Data listing:
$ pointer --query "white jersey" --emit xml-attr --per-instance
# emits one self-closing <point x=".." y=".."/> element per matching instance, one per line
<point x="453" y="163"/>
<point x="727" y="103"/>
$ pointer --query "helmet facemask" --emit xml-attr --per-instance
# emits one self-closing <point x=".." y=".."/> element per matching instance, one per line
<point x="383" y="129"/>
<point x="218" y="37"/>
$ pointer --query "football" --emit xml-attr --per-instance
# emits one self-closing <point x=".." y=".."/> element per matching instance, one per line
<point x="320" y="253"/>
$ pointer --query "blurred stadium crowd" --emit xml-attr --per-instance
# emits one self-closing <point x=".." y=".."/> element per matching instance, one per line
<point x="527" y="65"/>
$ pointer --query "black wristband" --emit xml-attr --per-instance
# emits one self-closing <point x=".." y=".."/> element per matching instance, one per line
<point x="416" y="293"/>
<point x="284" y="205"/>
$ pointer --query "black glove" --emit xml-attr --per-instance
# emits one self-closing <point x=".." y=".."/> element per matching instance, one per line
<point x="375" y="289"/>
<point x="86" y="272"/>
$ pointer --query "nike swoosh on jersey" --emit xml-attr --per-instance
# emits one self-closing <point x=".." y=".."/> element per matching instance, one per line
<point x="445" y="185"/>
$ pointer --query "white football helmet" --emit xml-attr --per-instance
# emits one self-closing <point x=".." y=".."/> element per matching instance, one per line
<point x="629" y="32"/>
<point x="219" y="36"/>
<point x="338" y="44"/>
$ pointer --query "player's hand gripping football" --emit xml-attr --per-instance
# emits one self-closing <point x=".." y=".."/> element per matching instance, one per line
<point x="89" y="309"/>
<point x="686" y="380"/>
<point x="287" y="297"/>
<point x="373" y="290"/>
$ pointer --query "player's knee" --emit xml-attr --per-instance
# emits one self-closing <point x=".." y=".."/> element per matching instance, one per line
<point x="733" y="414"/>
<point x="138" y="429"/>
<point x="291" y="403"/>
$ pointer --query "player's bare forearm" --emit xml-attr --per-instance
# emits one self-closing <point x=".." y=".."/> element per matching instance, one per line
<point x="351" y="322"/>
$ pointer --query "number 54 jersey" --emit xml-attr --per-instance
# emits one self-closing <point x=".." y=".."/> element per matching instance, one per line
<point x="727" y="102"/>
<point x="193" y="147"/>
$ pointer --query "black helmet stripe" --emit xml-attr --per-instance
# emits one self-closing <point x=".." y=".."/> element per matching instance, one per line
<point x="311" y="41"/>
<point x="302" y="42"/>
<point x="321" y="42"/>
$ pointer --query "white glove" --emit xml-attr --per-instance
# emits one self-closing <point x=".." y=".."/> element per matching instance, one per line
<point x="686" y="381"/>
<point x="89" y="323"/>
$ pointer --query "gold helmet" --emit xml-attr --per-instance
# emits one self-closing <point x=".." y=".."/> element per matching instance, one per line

Problem details: Select every line above that contains the word "helmet", matching its case exactly, and copy each of those lines.

Solution:
$ pointer --query "helmet facemask" --emit xml-attr --per-instance
$ pointer --query "white football helmet" --emit xml-attr --per-instance
$ pointer --query "black helmet stripe" --emit xml-attr --per-instance
$ pointer --query "gold helmet" --emit xml-attr --per-instance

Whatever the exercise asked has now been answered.